ZIELE:
a) Nenne die Anzahl der Codezeilen, aus denen KTLS laut dem Text über Linux 4.13 besteht.
b) Führe den Text über Linux 4.13 im Anschluss an seinen letzten Satz weiter.

VORLIEGENDER TEXT:
Linux 4.13: TLS-Support im Kernel & Grafiktreiber für neue AMD- und Intel-Chips

Der neue Kernel kann die Schwerarbeit bei der HTTPS-Verschlüsselung übernehmen. Support für Thunderbolt Security-Level schützt das System vor Spionage- oder Sabotage-Hardware. Statt einer „inakkuraten“ Taktfrequenzangabe findet sich in /proc/cpuinfo jetzt nur noch der Basistakt des Prozessors.

Kurz nach Erscheinen dieser c’t dürfte Linus Torvalds den Linux-Kernel 4.13 freigeben. Eine der meistdiskutierten Neuerungen: Der Linux-Kernel kann sich jetzt selbst um das Verschlüsseln einer per TLS (Transport Layer Security) geschützten Datenübertragung kümmern. Das soll die Performance von HTTPS und anderen Techniken verbessern, die TLS verwenden, denn „Kernel TLS“ (KTLS) kann den Datendurchsatz steigern, die Systemlast reduzieren und Latenzen senken.

Das aus lediglich 1500 Codezeilen bestehende KTLS beherrscht nur eine symmetrische Verschlüsselung und TLS Record Framing. Unterstützung für die asymmetrische Verschlüsselung bleibt bewusst außen vor; das Gleiche gilt für einige andere Techniken, die zum komplexen und fehleranfälligen Aufbau von TLS-Verbindungen nötig sind. Die überlassen die Kernel-Entwickler bewusst Userspace-Bibliotheken wie OpenSSL, auf die Programme ohnehin schon zur TLS-Implementierung zurückgreifen. Durch einige noch in der Begutachtungsphase steckende Erweiterungen soll die Bibliothek das Verschlüsseln des Datenstroms in Zukunft an KTLS delegieren können. Das verspricht eine effizientere Handhabung der Daten, denn mit KTLS müssen verarbeitete Daten im Arbeitsspeicher seltener hin- und herkopiert werden. Auch Crypto-Beschleuniger lassen sich mit weniger Overhead in den Prozess einbinden. Der Funktionsaufruf sendfile() eignet sich durch KTLS auch für Dateien, die das System über eine TLS-Verbindung verschicken soll.

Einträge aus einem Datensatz
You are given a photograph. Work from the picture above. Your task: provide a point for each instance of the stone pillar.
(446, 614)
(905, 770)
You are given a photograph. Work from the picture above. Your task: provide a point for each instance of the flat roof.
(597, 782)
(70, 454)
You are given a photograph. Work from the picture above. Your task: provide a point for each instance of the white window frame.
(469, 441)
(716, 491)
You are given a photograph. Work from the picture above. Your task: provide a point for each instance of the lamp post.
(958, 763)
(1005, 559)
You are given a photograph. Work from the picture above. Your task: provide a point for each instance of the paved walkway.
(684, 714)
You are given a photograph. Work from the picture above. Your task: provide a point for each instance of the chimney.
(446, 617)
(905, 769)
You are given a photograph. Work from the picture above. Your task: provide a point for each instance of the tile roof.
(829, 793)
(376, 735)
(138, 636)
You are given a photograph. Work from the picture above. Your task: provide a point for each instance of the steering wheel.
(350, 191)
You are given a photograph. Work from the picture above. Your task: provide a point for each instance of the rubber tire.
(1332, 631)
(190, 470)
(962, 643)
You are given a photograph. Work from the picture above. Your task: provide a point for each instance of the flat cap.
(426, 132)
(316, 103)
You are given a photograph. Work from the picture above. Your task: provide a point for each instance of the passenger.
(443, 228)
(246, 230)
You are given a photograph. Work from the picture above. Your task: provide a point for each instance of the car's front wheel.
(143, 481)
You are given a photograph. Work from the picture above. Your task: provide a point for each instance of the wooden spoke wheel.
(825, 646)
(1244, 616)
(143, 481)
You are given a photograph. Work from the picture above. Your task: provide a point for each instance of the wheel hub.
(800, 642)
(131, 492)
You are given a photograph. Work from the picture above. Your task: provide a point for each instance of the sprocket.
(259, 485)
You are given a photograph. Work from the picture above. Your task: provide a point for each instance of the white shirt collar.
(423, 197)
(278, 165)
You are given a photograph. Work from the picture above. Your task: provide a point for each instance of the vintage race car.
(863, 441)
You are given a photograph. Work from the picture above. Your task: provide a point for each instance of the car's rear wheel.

LÖSUNGEN:
a) KTLS besteht aus lediglich 1500 Codezeilen.

b)
Basistakt in /proc/cpuinfo

Bei 32- und 64-Bit-x86-Systemen liefert /proc/cpuinfo in der Zeile „cpu MHz“ jetzt nur noch den Basistakt des verwendeten Prozessors. Bislang fand sich dort ein grober Mittelwert, den Linux aus den Zeiten errechnete, die der Prozessor kurz vor der Abfrage in niedrigen oder hohen Taktfrequenzen verbracht hatte. Damit ist jetzt Schluss, denn laut den Entwicklern sei der Wert „inakkurat“. An der Angabe interessierte Anwender finden ihn aber nach wie vor im Sysfs, wo er jetzt häufiger und etwas genauer berechnet wird. Trotzdem bleibt der Wert vage und sagt nichts darüber aus, mit welchen Taktfrequenzen der Prozessor tatsächlich lief; die Entwickler raten Anwendern daher zum Einsatz des Programms turbostat, das in den Kernel-Quellen steckt und präzisere Angaben liefert.

Die Linux-Entwickler haben ferner die Unterstützung für Suspend-to-Idle (S2I) verbessert. Dieser Schlafzustand zeichnet sich durch eine schnelle Aufwachzeit aus und wird seit Linux 4.10 rudimentär unterstützt (siehe c’t 5/2017, S. 38). In der Windows-Welt heißt er „Modern Standby“ und findet sich vor allem bei kleinen und leichten Notebooks.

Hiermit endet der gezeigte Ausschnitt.